PROBLEM TO WORK ON:
Your task is to output all the records below, word for word.

START DATASET

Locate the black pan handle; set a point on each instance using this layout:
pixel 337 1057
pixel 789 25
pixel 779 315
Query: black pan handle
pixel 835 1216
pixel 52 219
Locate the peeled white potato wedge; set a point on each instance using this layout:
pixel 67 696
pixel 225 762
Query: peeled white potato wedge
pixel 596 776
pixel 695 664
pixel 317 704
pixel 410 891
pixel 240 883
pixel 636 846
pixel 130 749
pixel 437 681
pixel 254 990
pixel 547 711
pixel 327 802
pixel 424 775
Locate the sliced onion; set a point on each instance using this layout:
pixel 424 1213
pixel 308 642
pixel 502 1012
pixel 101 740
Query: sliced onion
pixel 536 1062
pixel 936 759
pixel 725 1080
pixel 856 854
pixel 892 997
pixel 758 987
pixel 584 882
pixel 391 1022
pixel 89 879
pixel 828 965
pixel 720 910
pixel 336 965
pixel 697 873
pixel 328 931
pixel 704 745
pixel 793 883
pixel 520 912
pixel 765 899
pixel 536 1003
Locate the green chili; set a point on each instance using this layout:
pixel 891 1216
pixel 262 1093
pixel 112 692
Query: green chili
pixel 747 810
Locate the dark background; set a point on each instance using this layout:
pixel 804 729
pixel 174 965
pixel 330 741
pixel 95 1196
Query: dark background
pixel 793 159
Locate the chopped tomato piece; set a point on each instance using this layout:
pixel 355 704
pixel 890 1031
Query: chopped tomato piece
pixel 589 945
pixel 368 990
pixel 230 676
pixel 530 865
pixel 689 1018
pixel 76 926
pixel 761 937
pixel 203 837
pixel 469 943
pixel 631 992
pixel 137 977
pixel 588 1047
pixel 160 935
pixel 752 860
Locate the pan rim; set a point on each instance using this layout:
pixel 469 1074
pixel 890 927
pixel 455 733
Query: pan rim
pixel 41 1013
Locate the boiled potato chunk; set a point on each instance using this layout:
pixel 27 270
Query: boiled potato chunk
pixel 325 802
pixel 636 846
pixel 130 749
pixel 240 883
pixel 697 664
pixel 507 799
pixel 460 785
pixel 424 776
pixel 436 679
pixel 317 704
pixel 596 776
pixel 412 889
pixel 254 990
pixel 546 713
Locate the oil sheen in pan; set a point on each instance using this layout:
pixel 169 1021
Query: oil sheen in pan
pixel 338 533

END DATASET

OUTPUT OF THE TASK:
Locate the black pan handle; set a point on each instance using this layout:
pixel 337 1057
pixel 789 25
pixel 779 315
Query: black pan handle
pixel 835 1216
pixel 52 219
Locate the peeled white potato wedge; set a point on each instance using this layout:
pixel 67 696
pixel 225 762
Query: peeled white potato wedge
pixel 596 776
pixel 695 664
pixel 317 704
pixel 410 891
pixel 240 883
pixel 636 846
pixel 130 749
pixel 437 681
pixel 254 990
pixel 547 711
pixel 327 802
pixel 424 775
Locate the sliced onion; set a point on each instance using this layout:
pixel 424 1213
pixel 308 642
pixel 502 1012
pixel 101 740
Query: sliced onion
pixel 536 1062
pixel 936 759
pixel 725 1080
pixel 856 854
pixel 892 997
pixel 758 987
pixel 584 882
pixel 391 1022
pixel 89 879
pixel 828 965
pixel 720 910
pixel 336 965
pixel 697 873
pixel 328 931
pixel 704 745
pixel 793 883
pixel 520 912
pixel 765 899
pixel 536 1003
Locate the green chili; set a point on each instance using this layout:
pixel 891 1216
pixel 262 1093
pixel 112 692
Query: green chili
pixel 747 810
Locate the dark background; set a point on each instance using this layout:
pixel 804 729
pixel 174 965
pixel 330 741
pixel 95 1196
Query: dark background
pixel 793 159
Locate the chopped tomato piece; set a point on each instance using this layout:
pixel 355 704
pixel 890 1031
Query: chopped tomato piece
pixel 589 945
pixel 368 990
pixel 230 676
pixel 530 865
pixel 689 1018
pixel 76 926
pixel 761 937
pixel 203 837
pixel 469 943
pixel 631 992
pixel 137 977
pixel 588 1047
pixel 160 935
pixel 752 860
Locate the pan rim; set a point on each instance using this layout:
pixel 469 1074
pixel 890 927
pixel 455 733
Query: pan rim
pixel 41 1013
Locate the boiled potato chunk; set a point on each instance using this layout:
pixel 27 270
Query: boiled potato chunk
pixel 325 802
pixel 636 846
pixel 130 749
pixel 240 883
pixel 697 664
pixel 507 799
pixel 460 785
pixel 424 776
pixel 436 679
pixel 317 704
pixel 596 776
pixel 412 889
pixel 254 990
pixel 546 713
Locate the oil sheen in pan; set a point on each instance using this layout:
pixel 169 1021
Query: oil sheen in pan
pixel 338 533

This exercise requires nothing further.